+++ Input material
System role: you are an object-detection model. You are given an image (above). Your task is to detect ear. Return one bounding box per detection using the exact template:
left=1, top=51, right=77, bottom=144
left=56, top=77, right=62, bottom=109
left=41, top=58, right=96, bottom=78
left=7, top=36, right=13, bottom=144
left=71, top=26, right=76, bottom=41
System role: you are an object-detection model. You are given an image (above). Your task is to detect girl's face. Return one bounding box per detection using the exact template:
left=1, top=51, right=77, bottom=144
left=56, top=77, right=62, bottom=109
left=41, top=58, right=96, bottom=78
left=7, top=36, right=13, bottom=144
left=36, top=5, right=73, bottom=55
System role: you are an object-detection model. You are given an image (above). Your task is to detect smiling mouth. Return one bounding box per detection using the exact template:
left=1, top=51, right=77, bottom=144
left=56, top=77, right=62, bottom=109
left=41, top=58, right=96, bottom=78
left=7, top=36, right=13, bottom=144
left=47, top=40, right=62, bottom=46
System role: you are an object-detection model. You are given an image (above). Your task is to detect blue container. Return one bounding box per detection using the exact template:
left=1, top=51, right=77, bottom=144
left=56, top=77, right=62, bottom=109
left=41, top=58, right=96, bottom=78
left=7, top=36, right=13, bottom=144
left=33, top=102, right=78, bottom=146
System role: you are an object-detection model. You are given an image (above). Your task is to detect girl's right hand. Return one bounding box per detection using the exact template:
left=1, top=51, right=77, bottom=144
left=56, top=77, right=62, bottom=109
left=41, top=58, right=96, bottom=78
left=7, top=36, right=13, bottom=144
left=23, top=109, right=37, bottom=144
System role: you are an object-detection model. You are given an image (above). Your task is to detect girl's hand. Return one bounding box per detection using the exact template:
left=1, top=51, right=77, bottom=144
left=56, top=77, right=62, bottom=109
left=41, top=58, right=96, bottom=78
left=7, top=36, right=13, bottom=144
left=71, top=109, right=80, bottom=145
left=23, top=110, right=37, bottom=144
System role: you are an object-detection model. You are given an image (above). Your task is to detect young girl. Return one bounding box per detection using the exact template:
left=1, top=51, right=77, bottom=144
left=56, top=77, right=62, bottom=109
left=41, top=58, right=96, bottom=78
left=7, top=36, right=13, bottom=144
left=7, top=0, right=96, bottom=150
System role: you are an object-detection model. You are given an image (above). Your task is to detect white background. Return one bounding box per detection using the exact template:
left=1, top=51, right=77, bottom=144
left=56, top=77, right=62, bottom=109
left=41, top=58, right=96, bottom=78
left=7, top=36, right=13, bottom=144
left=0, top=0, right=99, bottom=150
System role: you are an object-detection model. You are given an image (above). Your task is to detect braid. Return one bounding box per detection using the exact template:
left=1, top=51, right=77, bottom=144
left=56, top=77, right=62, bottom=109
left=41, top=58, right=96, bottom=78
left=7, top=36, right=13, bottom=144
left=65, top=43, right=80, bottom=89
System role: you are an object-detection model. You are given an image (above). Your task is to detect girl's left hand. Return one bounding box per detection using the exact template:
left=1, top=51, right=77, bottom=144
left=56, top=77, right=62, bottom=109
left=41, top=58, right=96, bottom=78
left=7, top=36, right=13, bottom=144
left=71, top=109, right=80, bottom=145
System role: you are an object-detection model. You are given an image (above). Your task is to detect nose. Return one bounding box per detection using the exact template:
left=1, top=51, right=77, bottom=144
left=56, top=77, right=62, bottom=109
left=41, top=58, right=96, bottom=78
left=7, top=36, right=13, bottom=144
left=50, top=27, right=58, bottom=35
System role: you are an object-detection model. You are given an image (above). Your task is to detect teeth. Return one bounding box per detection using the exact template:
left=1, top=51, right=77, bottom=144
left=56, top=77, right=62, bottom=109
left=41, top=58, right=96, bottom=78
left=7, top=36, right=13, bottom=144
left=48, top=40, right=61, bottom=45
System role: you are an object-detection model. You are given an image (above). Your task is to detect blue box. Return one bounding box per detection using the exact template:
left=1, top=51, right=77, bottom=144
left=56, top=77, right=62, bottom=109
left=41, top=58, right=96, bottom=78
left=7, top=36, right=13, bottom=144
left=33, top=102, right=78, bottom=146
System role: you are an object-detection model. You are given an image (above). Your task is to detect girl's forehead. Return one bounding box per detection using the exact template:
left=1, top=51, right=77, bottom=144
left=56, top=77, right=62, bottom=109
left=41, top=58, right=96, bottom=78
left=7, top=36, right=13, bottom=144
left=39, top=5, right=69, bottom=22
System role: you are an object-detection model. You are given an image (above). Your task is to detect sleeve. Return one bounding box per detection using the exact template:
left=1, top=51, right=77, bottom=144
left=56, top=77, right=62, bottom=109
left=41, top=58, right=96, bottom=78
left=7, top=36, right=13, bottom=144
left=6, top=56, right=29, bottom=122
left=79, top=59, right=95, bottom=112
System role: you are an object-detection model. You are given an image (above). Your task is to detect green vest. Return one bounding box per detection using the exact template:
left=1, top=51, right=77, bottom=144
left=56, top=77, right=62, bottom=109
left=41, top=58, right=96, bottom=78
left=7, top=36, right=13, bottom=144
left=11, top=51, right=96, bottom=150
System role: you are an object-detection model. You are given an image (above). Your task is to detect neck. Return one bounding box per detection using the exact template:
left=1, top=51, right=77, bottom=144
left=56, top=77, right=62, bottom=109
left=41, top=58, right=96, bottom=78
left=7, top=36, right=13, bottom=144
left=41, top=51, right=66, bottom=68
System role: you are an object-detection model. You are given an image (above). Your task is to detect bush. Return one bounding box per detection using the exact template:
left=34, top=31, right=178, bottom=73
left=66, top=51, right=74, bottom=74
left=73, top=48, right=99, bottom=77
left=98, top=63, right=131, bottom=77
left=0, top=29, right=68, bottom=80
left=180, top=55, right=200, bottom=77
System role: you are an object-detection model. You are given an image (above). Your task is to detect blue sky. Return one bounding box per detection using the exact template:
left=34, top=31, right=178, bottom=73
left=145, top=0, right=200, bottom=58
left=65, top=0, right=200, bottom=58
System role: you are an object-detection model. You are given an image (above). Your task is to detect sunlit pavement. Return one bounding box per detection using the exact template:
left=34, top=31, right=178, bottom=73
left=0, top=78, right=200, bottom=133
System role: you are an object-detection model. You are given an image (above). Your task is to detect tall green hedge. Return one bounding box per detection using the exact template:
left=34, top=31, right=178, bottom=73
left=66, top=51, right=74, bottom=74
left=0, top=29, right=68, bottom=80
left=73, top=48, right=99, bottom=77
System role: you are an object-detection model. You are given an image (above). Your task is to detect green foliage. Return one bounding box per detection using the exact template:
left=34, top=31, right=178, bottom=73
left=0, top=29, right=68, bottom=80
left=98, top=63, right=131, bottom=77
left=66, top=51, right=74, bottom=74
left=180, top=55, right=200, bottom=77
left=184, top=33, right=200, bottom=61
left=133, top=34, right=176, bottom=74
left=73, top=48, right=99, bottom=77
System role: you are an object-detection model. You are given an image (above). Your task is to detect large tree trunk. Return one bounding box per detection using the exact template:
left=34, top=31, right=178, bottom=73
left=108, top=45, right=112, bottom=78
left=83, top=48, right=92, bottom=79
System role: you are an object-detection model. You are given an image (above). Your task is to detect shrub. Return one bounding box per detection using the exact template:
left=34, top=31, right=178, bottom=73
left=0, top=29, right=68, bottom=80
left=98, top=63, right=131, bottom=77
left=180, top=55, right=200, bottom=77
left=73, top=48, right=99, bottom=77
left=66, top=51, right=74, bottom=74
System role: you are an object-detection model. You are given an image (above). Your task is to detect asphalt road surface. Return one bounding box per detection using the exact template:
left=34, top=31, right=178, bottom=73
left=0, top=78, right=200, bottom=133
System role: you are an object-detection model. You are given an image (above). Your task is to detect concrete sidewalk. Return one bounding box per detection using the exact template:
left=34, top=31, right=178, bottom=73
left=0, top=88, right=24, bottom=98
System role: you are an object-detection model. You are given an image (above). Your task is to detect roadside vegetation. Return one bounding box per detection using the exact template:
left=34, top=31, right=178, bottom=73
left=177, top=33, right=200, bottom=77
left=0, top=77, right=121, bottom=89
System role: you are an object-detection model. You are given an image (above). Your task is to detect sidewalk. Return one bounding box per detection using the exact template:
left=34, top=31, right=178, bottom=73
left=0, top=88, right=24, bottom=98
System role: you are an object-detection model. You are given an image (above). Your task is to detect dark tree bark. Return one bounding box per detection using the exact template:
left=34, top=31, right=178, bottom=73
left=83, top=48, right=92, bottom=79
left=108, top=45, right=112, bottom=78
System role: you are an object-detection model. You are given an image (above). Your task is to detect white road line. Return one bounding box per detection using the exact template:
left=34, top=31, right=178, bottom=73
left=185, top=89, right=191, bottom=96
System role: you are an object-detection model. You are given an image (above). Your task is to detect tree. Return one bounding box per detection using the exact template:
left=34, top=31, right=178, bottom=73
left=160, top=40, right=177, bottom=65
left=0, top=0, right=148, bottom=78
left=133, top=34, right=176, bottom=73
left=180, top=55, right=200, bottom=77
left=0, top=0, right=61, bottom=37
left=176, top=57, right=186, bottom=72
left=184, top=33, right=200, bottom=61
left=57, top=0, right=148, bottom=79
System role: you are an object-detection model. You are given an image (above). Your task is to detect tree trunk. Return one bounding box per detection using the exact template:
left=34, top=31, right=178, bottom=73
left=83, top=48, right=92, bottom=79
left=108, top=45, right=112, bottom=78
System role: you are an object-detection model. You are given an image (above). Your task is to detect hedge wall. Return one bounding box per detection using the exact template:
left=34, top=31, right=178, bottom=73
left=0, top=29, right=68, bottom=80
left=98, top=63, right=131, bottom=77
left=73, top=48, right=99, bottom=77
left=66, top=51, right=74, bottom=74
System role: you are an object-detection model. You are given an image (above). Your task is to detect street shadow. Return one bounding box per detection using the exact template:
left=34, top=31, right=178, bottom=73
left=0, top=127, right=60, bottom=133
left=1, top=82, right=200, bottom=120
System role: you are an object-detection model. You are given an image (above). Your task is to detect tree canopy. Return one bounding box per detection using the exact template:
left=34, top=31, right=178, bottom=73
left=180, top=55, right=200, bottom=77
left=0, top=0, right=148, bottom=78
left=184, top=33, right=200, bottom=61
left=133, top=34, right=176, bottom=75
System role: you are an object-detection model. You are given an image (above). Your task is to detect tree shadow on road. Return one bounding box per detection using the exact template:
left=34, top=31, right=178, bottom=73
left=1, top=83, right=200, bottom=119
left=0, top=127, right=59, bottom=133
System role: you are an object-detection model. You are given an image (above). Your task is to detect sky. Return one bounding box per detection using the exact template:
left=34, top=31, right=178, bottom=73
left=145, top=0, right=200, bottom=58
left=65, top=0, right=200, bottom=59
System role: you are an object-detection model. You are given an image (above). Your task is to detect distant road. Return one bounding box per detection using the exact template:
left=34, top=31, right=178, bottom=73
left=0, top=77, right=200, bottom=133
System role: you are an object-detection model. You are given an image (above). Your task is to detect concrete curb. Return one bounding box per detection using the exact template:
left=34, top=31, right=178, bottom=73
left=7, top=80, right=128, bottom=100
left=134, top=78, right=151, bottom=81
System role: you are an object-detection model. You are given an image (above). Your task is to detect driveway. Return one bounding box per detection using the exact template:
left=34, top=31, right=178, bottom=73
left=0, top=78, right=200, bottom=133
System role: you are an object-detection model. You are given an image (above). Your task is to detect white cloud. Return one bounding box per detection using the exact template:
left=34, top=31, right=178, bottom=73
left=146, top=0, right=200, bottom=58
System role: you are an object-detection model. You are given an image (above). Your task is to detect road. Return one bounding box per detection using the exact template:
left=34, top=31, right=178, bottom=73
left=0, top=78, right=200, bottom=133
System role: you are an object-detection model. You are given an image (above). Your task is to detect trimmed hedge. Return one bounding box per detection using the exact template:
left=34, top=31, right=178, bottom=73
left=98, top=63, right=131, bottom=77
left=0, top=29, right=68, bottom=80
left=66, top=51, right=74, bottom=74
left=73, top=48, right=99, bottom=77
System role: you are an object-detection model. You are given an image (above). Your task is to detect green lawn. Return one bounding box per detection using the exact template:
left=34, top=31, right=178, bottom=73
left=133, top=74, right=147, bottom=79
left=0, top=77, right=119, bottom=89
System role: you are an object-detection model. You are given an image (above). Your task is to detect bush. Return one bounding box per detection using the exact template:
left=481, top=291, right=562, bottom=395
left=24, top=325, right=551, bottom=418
++++++
# Exercise aim
Gather every line in the data above that contains the word "distant".

# Response
System role: you are an object-detection model. You are given an image (above). Your task is to detect distant road. Return one bounding box per detection using the exact template:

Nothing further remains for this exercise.